- **ASSIGNMENT 1**:
Answer these questions using the passage on trams and light rail, one line per answer, marked (a), (b) and (c).
(a) What maximum capacity per hour does the passage give for separate light rail?
(b) Which trams does the passage say light rail is nothing like?
(c) According to the passage, where do trams run, and with whom do they share space?
- **ASSIGNMENT 2**:
From the passage on trams and light rail, print the part starting with "This means light" and going on through "over the lines).".
- **ASSIGNMENT 3**:
Carry on the passage on trams and light rail from where it stops.

- **PASSAGE SHOWN**:
A few more notes: There is a large and important distinction to be made between trams and light rail, trams are at street level and share space with other road users, light rail can look quite similar but has its own space – either a  dedicated right of way, or preferably physical/grade separation from other traffic.

This means light rail can move much faster than surrounding traffic and isn’t bound by congestion in other transport modes. Separate light rail has three times the maximum capacity of a dedicated Busway, at 18,000 passengers per hour – which is to say that you’d have to put in three northern express busways to match the throughput of a light rail pair, even though light rail could be installed in the same space taken up by the busway.

It’s really efficient. This means you can get more people where they want to go, on time, and in comfort. And by design it can be very safe for other road users (naturally great care needs to be taken in how you design any intersections where other traffic crosses over the lines).

If you’ve only ridden the Wynyard Quarter or Motat trams then please know light rail is nothing like those. They’re historical artifacts and would be a cramped, pokey, and slow way to get around. I can’t even fit my knees in the seats and I’m only 6 foot tall. No one advocating for light rail is advocating for that kind of tram to be used for anything other than a curiosity for tourists.

- **THE DATA**:
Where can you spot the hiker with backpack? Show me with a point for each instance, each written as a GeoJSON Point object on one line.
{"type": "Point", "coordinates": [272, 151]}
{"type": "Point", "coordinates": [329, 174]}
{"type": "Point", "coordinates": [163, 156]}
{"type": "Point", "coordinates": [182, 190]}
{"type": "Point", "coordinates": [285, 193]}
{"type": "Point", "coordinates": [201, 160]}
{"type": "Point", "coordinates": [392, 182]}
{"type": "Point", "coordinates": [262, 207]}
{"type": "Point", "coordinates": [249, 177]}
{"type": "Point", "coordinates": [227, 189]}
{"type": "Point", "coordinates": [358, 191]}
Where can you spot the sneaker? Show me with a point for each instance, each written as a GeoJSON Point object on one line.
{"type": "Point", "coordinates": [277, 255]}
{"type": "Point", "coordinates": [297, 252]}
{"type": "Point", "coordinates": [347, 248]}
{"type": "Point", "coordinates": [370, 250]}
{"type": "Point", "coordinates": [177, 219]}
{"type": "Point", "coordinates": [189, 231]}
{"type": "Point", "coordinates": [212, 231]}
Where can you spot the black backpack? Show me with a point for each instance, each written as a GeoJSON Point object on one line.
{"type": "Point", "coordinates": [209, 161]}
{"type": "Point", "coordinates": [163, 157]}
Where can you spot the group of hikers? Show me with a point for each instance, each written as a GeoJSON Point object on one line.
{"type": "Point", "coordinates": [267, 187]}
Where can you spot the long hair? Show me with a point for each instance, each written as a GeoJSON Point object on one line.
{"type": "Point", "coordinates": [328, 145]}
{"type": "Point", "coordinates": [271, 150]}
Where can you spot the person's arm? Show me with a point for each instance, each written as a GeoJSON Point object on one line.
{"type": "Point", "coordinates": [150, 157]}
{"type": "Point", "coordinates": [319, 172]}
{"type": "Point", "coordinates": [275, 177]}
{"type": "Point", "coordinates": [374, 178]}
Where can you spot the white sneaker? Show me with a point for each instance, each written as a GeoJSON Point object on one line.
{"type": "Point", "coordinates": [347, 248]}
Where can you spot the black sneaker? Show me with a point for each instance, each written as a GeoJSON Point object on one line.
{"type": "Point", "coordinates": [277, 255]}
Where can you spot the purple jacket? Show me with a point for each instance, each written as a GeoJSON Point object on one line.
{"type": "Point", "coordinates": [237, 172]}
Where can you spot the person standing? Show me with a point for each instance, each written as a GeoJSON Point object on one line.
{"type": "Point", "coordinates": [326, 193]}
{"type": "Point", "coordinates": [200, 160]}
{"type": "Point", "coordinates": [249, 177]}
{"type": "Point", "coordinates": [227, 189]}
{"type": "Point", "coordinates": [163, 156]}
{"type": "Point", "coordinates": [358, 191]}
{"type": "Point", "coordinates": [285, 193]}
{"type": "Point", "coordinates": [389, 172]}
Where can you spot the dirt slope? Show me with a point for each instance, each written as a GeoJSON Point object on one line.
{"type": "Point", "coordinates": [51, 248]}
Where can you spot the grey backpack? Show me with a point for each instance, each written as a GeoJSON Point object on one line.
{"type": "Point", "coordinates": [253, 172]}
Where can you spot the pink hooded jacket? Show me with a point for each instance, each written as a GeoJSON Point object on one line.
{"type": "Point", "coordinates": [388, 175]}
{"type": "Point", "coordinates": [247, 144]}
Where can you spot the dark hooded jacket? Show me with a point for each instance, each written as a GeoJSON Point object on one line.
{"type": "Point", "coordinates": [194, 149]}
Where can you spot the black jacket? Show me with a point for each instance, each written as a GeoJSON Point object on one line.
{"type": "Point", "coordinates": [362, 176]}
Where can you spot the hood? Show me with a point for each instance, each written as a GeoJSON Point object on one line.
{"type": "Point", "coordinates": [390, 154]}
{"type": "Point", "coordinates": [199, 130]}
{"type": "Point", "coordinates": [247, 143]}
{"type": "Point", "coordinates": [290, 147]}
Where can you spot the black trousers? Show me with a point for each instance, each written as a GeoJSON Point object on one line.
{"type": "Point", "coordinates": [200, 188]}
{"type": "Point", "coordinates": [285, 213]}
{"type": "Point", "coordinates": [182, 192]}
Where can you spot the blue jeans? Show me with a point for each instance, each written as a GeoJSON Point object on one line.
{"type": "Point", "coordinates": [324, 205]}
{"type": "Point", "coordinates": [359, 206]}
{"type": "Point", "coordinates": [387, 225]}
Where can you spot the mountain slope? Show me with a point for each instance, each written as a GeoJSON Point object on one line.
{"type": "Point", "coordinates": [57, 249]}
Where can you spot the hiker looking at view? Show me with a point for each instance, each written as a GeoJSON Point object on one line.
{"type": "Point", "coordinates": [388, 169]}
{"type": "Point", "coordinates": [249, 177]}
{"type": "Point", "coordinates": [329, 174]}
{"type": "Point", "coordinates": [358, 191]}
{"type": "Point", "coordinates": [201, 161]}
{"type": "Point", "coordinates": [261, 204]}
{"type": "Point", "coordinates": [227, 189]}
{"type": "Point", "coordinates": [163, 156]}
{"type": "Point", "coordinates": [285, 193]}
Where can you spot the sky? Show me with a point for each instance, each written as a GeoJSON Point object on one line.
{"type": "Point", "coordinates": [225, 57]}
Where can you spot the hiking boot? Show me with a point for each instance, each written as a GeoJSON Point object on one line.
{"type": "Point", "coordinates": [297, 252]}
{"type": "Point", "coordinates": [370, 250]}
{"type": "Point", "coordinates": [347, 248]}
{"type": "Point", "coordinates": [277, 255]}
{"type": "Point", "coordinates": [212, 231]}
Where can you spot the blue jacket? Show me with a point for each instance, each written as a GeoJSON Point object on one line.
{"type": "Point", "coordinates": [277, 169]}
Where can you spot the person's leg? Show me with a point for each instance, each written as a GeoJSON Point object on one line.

- **REPLY 1**:
(a) 18,000 passengers per hour
(b) The Wynyard Quarter and Motat trams
(c) At street level, sharing space with other road users

- **REPLY 2**:
This means light rail can move much faster than surrounding traffic and isn’t bound by congestion in other transport modes. Separate light rail has three times the maximum capacity of a dedicated Busway, at 18,000 passengers per hour – which is to say that you’d have to put in three northern express busways to match the throughput of a light rail pair, even though light rail could be installed in the same space taken up by the busway.

It’s really efficient. This means you can get more people where they want to go, on time, and in comfort. And by design it can be very safe for other road users (naturally great care needs to be taken in how you design any intersections where other traffic crosses over the lines).

- **REPLY 3**:
I’ve used modern light rail in Japan, Belgium, and Australia. It is fantastic, it’s very fast and very comfortable. In some respects it isn’t all that different from from taking a modern train, except that it costs a lot less to install the infrastructure.

Trams, Auckland’s past

Reckons, Vote Avery

There are no two ways about it, Auckland was a public transport city.

People have always driven of course, but the way many people got around was on the electrified tram network that our forebears built and enjoyed from 1884 (beginning with horse drawn trams, and with electric trams introduced in 1902) right up until 1956.

Now you have to be pretty old to really remember the tram network, and I’m about 20 or 30 years too young to have seen it in operation, though I do remember some bits of line were still visible when I was a child in the 1970s and 1980s.

But many of us know that there used to be a lot of trams around, perhaps without being able to fully visiualise just how many, then a year or so ago designer Cornelius Blank decided to make a modern metro-style transit map of the network. I think it really drives things home using a design language that many of us find easier to relate to than the more old-fashioned network maps that were previously available.

It breaks my heart to look at that network and imagine how different Auckland would be today.

The lines were everywhere. You could take a tram to Parnell, or Meadowbank, or Ponsonby, or even much further afield to Avondale, Mt Albert, or Onehunga, and there are stories that the trams were so popular and convenient that you’d often be able to see the next tram coming when you were getting on the one already at your stop.

But then in the 1940s and 1950s in a move of vandalism on an epic scale the lines were all closed, then the rails were gradually ripped up or paved over.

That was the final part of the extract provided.